About this exercise =>
Arrange every line of the rows below as a JSON list of strings, one string per line, skipping blank lines and leaving out the pictures.

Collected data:
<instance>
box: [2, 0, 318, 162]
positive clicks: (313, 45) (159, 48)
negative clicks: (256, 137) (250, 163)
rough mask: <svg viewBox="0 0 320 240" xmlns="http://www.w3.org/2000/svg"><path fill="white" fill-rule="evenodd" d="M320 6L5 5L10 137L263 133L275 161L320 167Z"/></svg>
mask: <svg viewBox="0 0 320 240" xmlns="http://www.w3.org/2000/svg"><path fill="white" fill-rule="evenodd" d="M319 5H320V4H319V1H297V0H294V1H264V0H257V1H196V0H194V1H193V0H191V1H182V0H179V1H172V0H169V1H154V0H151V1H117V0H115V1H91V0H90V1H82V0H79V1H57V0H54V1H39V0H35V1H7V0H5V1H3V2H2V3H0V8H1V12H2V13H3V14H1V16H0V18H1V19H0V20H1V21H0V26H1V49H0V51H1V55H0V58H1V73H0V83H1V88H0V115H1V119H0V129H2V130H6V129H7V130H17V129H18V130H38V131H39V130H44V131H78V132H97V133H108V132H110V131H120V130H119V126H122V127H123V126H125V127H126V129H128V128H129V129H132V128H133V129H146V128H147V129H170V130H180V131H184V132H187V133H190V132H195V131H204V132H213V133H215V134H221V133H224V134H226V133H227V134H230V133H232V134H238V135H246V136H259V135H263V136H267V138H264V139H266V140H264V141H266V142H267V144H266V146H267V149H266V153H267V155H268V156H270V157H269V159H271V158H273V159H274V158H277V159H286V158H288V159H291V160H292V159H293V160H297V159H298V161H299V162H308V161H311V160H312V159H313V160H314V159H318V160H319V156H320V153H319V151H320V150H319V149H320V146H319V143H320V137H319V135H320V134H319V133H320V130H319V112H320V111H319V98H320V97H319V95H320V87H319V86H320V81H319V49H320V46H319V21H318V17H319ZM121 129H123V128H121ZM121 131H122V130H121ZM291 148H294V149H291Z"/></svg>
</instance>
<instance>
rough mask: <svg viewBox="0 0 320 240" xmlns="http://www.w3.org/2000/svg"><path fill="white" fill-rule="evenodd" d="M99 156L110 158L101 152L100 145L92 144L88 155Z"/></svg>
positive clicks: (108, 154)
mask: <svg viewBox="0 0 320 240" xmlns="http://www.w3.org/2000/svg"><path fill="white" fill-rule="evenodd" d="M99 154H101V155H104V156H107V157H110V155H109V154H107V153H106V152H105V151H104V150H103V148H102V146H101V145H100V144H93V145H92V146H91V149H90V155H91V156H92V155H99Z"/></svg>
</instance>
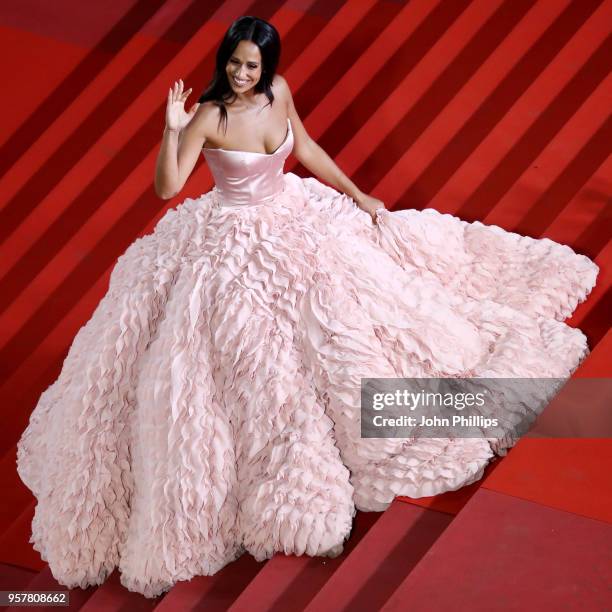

Exercise answer =>
[
  "<instance>",
  "box: [2, 0, 318, 162]",
  "positive clicks: (313, 45) (159, 48)",
  "negative clicks: (256, 137) (250, 163)",
  "rough mask: <svg viewBox=\"0 0 320 240\" xmlns=\"http://www.w3.org/2000/svg\"><path fill=\"white\" fill-rule=\"evenodd\" d=\"M320 6L5 5L10 137L263 133L275 161L320 167Z\"/></svg>",
  "mask: <svg viewBox=\"0 0 320 240\" xmlns=\"http://www.w3.org/2000/svg\"><path fill=\"white\" fill-rule=\"evenodd\" d=\"M319 5H320V4H319V1H297V0H294V1H264V0H257V1H196V0H194V1H193V0H191V1H182V0H179V1H172V0H169V1H154V0H151V1H117V0H115V1H91V0H90V1H82V0H79V1H57V0H54V1H39V0H35V1H7V0H5V1H3V2H2V3H0V8H1V12H2V13H3V14H1V16H0V18H1V19H0V20H1V21H0V26H1V49H0V51H1V55H0V58H1V73H0V83H1V88H0V115H1V119H0V129H2V130H6V129H7V130H17V129H18V130H38V131H39V130H44V131H78V132H97V133H108V132H110V131H120V130H119V126H122V127H123V126H125V127H126V129H128V128H129V129H132V128H133V129H146V128H147V129H170V130H180V131H184V132H187V133H190V132H195V131H204V132H213V133H215V134H221V133H224V134H226V133H227V134H230V133H232V134H238V135H246V136H259V135H263V136H267V138H264V139H266V140H264V141H266V142H267V144H266V146H267V149H266V153H267V155H268V156H270V157H269V159H271V158H273V159H274V158H277V159H286V158H288V159H291V160H292V159H293V160H297V159H298V161H299V162H308V161H311V160H312V159H313V160H314V159H318V160H319V156H320V153H319V151H320V150H319V149H320V146H319V143H320V137H319V135H320V134H319V133H320V130H319V112H320V111H319V98H320V97H319V95H320V87H319V86H320V81H319V49H320V46H319V21H318V17H319ZM121 129H123V128H121ZM121 131H122V130H121ZM291 148H294V149H291Z\"/></svg>",
  "</instance>",
  "<instance>",
  "rough mask: <svg viewBox=\"0 0 320 240\" xmlns=\"http://www.w3.org/2000/svg\"><path fill=\"white\" fill-rule=\"evenodd\" d=\"M99 156L110 158L101 152L100 145L92 144L88 155Z\"/></svg>",
  "positive clicks: (108, 154)",
  "mask: <svg viewBox=\"0 0 320 240\" xmlns=\"http://www.w3.org/2000/svg\"><path fill=\"white\" fill-rule=\"evenodd\" d=\"M99 154H101V155H104V156H107V157H110V155H109V154H107V153H106V152H105V151H104V150H103V148H102V146H101V145H100V144H93V145H92V146H91V149H90V155H91V156H92V155H99Z\"/></svg>",
  "</instance>"
]